PROBLEM TO SOLVE —
Collect every line of the material below that contains the word "spatula", matching case exactly.

SOURCE RECORDS —
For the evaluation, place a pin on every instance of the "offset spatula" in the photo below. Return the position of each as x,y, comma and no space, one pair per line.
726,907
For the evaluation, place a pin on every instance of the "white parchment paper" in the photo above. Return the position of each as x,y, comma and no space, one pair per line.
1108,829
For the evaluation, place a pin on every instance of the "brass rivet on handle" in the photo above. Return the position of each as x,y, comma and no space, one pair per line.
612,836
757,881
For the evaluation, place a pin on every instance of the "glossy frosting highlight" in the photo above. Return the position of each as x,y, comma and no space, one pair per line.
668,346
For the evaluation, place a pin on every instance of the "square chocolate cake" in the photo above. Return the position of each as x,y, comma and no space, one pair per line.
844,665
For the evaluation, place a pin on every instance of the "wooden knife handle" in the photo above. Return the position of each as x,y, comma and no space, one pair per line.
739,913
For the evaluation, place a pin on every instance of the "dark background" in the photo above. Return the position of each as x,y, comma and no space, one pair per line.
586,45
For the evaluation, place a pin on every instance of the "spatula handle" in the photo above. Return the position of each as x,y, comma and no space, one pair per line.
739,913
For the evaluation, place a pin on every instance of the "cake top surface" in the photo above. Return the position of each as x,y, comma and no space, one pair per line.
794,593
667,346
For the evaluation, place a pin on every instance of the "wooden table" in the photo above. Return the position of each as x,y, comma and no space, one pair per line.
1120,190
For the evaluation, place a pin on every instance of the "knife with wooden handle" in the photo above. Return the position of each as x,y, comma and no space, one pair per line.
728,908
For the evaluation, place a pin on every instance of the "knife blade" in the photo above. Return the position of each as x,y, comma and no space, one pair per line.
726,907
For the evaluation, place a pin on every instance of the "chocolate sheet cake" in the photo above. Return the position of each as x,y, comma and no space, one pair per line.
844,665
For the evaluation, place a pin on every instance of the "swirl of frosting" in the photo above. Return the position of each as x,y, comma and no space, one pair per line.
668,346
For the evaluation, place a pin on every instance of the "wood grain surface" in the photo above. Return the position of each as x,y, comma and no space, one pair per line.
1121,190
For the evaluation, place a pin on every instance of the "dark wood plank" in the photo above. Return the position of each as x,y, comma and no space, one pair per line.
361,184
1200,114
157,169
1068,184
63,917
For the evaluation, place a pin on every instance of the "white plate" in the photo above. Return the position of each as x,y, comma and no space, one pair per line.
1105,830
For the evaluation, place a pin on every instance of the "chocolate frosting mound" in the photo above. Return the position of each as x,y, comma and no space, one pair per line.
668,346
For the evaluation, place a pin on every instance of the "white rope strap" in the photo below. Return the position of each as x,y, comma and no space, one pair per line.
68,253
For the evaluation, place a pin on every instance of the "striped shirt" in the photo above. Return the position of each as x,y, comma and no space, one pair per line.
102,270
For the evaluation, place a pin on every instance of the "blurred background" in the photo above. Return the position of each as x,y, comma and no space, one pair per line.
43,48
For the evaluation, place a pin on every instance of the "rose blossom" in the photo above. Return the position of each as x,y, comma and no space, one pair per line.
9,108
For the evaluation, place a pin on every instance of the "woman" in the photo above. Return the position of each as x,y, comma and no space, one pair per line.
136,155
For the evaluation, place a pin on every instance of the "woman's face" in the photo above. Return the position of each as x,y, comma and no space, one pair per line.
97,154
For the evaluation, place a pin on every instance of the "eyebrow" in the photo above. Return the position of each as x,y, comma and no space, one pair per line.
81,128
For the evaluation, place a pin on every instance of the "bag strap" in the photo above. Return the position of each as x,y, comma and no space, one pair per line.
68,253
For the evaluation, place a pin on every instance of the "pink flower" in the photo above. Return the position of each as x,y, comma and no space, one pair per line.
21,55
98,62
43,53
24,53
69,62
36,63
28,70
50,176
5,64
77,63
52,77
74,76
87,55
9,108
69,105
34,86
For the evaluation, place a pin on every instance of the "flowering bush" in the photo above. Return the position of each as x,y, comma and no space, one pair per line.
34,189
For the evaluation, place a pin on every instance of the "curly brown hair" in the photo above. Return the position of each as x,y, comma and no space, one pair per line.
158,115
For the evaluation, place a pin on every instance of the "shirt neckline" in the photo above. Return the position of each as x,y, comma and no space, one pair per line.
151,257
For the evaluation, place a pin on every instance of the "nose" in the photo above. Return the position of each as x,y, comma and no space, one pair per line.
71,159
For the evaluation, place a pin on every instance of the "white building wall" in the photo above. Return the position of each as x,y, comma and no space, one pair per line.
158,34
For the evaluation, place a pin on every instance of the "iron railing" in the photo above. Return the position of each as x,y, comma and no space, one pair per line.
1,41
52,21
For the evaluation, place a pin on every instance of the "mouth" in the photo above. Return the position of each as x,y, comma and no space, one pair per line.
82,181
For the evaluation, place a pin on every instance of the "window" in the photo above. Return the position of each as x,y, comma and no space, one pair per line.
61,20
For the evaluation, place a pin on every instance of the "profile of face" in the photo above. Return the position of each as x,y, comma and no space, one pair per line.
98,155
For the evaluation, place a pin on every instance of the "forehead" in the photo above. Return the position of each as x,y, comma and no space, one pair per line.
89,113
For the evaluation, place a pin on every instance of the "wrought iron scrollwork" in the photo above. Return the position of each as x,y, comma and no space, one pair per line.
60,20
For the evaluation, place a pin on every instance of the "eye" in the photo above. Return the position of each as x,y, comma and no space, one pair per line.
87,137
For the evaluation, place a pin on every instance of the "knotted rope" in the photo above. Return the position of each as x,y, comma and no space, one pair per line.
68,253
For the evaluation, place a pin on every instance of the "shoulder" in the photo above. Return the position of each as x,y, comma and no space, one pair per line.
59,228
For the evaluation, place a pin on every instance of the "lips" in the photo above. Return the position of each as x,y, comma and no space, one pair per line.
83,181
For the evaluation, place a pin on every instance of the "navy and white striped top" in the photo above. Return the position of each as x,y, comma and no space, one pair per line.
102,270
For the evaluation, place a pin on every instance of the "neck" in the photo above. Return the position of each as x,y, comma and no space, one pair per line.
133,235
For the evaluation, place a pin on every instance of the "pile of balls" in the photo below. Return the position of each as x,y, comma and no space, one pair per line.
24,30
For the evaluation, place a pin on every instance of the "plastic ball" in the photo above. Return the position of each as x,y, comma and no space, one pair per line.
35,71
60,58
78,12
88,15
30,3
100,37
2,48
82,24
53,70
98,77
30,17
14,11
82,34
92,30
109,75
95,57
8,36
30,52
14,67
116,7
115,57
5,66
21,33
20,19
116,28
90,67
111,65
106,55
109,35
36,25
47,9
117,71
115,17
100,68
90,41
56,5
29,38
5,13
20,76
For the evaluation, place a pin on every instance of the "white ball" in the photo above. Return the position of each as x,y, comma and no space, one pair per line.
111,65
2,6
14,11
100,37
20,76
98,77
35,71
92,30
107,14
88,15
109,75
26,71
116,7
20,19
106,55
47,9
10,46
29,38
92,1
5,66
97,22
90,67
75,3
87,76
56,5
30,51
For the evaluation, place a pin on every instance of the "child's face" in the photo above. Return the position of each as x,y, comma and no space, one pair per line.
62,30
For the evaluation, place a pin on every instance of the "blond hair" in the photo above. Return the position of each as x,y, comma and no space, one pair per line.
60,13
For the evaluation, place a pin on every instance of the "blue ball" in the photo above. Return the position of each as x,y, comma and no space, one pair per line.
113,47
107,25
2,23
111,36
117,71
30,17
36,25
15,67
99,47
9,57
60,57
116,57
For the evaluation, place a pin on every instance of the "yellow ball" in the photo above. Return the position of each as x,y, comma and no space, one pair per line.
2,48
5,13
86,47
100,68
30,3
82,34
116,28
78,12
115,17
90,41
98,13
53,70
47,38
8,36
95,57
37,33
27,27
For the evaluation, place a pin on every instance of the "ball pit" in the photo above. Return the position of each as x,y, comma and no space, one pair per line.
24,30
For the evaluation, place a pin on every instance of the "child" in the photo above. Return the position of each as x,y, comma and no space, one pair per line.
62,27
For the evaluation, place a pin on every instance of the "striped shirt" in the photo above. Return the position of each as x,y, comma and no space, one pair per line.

RESPONSE BELOW —
For the evaluation, place a pin on every instance of the "offset spatula" in the photo below. Return the position of each as x,y, comma and no space, one pair per line.
For the evaluation, place a pin on every instance of the "spatula handle" in the photo above. Return the position of each as x,y, comma and no space, one pair per line.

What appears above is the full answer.